[WHAT YOU SHOULD DO] Give a verbatim repeat of the lines that run from the line containing "Kindly put a point on every instance of the red berry" to the end of the data below.

─── DATA PROVIDED

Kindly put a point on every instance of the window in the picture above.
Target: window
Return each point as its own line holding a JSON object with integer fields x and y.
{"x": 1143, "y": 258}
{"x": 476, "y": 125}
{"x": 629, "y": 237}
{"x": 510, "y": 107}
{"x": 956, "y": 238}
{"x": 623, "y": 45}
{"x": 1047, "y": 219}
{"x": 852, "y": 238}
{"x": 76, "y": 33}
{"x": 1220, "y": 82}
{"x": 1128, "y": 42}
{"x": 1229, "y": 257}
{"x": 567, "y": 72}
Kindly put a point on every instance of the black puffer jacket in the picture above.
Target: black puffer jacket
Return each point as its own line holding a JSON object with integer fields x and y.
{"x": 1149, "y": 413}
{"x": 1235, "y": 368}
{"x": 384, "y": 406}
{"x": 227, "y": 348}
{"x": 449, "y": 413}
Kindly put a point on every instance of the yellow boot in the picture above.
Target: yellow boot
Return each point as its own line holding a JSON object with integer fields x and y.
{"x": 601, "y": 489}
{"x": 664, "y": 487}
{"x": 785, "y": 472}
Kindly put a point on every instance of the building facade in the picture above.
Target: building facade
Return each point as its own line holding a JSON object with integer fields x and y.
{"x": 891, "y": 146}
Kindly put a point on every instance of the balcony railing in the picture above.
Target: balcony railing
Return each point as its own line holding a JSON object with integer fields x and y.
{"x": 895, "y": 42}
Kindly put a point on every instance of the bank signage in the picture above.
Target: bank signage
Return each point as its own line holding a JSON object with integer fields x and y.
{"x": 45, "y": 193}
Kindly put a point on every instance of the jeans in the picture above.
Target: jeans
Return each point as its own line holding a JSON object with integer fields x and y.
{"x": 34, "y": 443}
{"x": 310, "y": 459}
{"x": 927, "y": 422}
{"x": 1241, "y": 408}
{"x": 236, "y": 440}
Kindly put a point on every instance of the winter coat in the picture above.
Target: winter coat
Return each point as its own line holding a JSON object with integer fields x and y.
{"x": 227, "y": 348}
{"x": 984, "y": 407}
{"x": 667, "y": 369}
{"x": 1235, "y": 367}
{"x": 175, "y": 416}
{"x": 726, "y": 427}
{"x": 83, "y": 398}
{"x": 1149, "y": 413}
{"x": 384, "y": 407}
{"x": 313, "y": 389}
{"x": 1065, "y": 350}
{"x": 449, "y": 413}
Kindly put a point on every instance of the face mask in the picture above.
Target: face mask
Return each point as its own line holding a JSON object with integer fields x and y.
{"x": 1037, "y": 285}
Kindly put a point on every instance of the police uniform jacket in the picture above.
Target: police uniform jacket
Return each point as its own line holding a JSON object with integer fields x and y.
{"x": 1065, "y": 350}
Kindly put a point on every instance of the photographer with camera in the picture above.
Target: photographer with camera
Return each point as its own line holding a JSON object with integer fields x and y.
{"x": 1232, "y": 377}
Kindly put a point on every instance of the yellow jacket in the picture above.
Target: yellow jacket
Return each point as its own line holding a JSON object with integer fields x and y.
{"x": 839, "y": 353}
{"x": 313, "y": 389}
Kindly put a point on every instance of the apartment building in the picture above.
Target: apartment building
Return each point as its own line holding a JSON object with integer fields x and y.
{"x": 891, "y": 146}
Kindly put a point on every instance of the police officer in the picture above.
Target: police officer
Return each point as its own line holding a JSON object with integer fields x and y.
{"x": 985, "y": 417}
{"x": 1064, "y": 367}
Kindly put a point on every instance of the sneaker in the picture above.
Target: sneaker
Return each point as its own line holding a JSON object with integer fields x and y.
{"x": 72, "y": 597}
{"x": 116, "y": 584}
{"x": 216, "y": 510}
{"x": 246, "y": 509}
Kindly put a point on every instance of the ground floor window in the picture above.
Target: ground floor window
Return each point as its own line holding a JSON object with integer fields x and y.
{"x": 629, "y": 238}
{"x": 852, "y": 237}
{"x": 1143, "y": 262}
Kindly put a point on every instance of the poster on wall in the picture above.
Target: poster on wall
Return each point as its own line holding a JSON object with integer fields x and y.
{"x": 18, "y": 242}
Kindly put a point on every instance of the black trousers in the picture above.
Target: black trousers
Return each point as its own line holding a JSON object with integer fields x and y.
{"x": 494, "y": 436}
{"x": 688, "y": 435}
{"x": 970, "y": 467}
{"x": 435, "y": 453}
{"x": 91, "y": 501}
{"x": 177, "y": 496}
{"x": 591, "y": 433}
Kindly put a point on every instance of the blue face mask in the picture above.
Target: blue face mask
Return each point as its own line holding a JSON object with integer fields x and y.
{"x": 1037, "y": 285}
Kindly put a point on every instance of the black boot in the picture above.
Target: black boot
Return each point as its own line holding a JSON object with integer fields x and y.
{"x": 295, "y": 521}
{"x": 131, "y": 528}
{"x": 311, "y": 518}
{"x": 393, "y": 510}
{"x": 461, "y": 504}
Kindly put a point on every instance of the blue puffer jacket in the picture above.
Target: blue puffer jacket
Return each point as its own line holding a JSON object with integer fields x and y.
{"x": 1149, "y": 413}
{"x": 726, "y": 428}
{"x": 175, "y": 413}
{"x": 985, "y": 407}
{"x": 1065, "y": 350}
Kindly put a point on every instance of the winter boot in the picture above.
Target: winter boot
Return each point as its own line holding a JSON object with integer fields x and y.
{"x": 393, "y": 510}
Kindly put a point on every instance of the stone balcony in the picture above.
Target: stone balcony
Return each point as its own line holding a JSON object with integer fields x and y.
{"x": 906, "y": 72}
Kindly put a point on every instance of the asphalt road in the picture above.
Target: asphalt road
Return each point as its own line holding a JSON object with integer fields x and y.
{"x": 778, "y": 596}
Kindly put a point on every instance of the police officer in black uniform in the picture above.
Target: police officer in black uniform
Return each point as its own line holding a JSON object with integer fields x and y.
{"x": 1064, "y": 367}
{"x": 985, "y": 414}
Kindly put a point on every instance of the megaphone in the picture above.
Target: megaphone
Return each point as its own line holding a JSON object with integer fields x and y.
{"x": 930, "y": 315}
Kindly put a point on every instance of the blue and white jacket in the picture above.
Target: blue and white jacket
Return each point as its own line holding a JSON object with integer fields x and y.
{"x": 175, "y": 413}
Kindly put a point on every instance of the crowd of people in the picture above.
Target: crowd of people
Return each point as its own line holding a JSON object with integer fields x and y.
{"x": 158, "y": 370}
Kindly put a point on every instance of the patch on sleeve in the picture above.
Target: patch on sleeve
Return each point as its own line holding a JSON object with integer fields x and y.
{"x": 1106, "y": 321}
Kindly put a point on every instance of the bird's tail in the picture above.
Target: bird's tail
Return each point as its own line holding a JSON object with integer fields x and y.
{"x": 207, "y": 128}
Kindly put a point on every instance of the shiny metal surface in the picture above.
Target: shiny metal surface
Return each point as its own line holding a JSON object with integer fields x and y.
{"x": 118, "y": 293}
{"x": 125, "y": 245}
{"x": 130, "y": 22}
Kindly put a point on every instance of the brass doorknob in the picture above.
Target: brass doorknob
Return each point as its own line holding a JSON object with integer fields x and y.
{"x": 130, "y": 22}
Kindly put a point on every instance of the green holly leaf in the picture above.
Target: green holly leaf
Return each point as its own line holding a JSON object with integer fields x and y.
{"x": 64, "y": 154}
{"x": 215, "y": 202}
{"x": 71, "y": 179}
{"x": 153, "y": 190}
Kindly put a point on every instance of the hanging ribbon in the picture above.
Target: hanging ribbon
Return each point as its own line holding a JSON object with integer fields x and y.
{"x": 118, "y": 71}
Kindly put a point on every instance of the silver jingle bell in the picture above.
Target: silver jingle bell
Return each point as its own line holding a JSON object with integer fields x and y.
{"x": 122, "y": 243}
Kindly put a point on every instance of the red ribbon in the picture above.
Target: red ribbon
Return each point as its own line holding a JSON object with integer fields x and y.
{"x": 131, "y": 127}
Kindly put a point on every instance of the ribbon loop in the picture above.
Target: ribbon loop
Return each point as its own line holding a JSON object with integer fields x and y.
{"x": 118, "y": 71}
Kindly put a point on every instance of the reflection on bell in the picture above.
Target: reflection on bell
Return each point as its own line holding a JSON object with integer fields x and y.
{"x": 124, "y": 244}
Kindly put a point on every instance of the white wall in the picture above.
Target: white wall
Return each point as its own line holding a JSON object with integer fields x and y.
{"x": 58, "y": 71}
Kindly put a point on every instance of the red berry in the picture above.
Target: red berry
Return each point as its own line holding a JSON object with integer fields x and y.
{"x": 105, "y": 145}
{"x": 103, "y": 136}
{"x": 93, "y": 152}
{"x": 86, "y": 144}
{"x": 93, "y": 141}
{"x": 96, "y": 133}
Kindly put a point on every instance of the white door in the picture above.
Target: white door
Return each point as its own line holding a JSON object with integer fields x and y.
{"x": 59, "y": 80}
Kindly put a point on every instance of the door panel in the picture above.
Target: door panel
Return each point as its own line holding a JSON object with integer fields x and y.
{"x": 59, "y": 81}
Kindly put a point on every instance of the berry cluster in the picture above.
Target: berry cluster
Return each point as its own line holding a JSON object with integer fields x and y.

──────

[WRITTEN ANSWER]
Kindly put a point on every instance of the red berry in the picture above.
Target: red berry
Return each point as its own line holding a JSON object with integer fields x and y.
{"x": 105, "y": 145}
{"x": 103, "y": 136}
{"x": 93, "y": 152}
{"x": 86, "y": 144}
{"x": 93, "y": 141}
{"x": 96, "y": 133}
Kindly put a point on every instance of the white door in the picture above.
Target: white door
Return each point as its own line holding a JSON object with integer fields x and y.
{"x": 59, "y": 80}
Kindly put a point on every instance of the door panel in the picture above.
Target: door panel
Return each point as its own line holding a JSON object with integer fields x and y.
{"x": 59, "y": 81}
Kindly put a point on every instance of the berry cluster in the picture above.
Target: berry cluster
Return each point as its own line holding a JSON object with integer fields x and y.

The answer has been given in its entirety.